# taz.de -- Leverkusen gegen Hoffenheim: Phantomtor bereitet Schmerzen
       
       > Schiri Felix Brych pfiff für Leverkusen einen Treffer, der keiner war
       > aber die Bayer-Elf sogar an die Liga-Spitze gebracht hat. Hoffenheim
       > fordert Spielwiederholung.
       
 (IMG) Bild: Schnell geflickt: das Loch des Anstoßes im Tor von Hoffenheim.
       
       SINSHEIM dpa | Das Skandalspiel mit dem Phantomtor von Stefan Kießling hat
       den deutschen Fußball in helle Aufregung versetzt. Die TSG 1899 Hoffenheim
       rechnet nach der kuriosen 1:2 (0:1)-Niederlage gegen Bayer Leverkusen am
       Freitagabend fest damit, dass sie vor dem Sportgericht des Deutschen
       Fußball-Bundes (DFB) ein Wiederholungsspiel zugesprochen bekommt. „Alles
       andere wäre ja ein Witz“, sagte Trainer Markus Gisdol und verwies auf den
       Fall Thomas Helmer von 1994.

Aufgabe:
Schreib den Artikel oben über das Phantomtor von Stefan Kießling im Anschluss an seinen letzten Satz weiter.

Bereitgestellte Datensätze:
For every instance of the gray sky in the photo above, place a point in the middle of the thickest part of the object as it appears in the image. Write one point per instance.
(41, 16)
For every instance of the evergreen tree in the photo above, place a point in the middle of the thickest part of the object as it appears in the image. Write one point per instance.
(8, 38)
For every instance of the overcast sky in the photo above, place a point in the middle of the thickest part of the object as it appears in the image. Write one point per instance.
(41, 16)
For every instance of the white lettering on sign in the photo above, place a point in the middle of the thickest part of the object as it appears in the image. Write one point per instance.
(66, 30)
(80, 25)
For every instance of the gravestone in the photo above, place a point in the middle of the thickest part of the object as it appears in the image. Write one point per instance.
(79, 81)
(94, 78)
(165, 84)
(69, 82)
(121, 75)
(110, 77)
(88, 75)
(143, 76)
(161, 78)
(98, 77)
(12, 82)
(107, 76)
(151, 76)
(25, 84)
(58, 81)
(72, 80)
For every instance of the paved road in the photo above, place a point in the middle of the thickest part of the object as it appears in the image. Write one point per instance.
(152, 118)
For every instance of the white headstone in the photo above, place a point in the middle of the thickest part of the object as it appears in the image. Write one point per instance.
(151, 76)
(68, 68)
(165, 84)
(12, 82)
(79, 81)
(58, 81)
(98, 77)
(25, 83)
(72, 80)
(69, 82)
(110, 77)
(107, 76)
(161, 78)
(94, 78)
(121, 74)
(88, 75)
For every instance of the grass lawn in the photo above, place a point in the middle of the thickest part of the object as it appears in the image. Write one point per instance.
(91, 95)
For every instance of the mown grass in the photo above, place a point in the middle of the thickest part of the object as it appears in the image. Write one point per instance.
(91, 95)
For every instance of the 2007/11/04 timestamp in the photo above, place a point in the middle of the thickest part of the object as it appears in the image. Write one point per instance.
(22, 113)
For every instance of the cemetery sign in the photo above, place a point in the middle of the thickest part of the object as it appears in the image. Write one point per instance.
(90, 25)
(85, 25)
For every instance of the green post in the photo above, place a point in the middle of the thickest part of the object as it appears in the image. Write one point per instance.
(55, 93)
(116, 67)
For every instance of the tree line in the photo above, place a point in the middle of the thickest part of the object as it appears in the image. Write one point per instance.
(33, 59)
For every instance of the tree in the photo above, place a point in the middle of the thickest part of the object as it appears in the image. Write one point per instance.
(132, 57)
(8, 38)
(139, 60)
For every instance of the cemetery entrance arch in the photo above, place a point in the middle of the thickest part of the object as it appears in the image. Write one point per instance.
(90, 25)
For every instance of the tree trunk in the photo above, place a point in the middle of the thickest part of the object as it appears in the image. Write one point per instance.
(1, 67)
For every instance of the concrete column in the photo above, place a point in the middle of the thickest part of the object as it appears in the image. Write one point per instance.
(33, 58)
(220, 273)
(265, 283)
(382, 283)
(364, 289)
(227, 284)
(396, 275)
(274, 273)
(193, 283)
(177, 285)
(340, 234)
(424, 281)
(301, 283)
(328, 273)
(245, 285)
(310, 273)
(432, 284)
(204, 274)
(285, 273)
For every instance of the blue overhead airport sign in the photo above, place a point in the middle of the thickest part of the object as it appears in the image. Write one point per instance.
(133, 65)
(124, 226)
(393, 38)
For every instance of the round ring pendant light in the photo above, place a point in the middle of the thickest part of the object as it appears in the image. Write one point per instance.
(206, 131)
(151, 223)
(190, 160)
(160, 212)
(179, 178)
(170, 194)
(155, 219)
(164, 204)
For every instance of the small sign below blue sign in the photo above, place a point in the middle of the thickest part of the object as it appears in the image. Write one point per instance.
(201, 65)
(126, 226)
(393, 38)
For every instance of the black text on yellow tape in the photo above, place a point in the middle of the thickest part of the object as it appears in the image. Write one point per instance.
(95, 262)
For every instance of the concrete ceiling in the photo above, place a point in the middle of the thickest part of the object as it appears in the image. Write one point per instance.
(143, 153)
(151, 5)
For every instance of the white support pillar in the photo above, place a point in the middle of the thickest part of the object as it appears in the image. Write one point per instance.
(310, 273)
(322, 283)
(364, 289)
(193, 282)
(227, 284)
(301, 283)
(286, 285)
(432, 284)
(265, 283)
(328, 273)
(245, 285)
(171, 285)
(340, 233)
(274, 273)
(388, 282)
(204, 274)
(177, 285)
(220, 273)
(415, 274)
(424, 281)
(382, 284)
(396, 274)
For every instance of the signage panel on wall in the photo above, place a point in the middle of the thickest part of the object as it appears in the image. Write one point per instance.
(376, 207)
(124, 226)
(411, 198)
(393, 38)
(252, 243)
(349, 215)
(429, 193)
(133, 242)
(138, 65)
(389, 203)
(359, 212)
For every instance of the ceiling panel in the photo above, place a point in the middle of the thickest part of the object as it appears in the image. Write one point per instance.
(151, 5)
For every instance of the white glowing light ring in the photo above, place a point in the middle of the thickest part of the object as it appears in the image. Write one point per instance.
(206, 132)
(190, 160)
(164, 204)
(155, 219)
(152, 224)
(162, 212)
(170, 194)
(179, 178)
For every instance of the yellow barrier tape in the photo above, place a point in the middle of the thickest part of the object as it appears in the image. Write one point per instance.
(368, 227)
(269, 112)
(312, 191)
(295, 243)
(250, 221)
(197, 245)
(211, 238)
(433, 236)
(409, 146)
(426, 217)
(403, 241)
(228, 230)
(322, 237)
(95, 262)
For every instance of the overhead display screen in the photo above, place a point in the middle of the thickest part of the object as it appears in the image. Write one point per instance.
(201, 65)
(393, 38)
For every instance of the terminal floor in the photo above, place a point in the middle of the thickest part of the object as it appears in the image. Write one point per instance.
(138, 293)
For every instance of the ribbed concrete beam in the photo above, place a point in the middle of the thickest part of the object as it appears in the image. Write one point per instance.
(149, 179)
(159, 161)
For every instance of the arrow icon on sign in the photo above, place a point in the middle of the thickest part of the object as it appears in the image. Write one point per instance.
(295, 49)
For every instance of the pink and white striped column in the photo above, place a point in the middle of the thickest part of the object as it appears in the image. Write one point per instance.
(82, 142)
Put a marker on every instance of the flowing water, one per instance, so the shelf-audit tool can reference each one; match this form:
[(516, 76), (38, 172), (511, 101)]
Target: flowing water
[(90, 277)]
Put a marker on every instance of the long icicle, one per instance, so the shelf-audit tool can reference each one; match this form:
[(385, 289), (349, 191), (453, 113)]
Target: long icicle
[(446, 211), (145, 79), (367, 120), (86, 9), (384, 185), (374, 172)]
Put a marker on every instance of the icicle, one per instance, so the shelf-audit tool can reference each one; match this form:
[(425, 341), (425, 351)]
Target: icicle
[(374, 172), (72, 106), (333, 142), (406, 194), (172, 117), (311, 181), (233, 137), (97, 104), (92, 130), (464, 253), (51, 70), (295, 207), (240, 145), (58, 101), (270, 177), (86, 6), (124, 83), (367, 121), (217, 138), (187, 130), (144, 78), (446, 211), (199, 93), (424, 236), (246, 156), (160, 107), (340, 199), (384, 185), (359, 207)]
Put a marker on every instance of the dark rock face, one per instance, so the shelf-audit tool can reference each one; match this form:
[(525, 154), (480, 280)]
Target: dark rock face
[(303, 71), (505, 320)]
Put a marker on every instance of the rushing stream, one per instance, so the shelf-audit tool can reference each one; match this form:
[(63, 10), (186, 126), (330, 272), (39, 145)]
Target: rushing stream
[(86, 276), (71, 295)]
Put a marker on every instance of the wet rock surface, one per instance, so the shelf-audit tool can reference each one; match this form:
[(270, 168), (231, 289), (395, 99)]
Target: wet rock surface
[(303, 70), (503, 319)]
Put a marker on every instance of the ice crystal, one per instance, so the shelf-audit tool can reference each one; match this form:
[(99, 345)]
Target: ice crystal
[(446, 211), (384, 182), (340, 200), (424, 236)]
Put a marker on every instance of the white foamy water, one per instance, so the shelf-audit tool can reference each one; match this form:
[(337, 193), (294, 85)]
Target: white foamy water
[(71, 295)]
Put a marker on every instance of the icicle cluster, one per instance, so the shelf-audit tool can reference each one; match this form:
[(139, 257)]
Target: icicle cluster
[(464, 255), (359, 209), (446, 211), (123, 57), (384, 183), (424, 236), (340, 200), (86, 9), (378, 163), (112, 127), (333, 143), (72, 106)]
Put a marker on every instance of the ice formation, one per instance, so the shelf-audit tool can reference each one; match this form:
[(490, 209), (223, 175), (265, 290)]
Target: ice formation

Ergebnis:
       
       Während die Fans landauf-landab sich über den Treffer, der keiner war,
       amüsieren, stehen Torjäger Kießling und vor allem Schiedsrichter Felix
       Brych nach dieser denkwürdigen Bundesliga-Partie ziemlich bedröppelt da.
       Der DFB kündigte noch für den Samstag eine Stellungnahme an.
       
       Bereits zehn Minuten vor dem Abpfiff trafen sich Alexander Rosen, Leiter
       Profifußball bei der TSG, und Leverkusens Sportdirektor Rudi Völler im
       Kabinengang und sprachen über das weitere Vorgehen. „Wir werden Einspruch
       gegen die Spielwertung einlegen. Das Spielresultat wurde maßgeblich
       beeinflusst“, erklärte Rosen und kündigte an, dass der Verein am Samstag
       ein entsprechendes Schreiben aufsetzen werde. Völler äußerte Verständnis
       dafür: „Für Bayer ist das natürlich auch unangenehm, dass so ein Tor
       gegeben wurde. Wir können nichts dafür, Stefan Kießling kann auch nichts
       dafür.“
       
       Der Stürmer hatte in der 70. Minute auf das Tor geköpft – am Pfosten
       vorbei, doch der Ball war durch ein Loch im Seitennetz in Schulterhöhe ins
       Tor geflutscht. „Im ersten Moment habe ich gedacht, der geht nicht rein.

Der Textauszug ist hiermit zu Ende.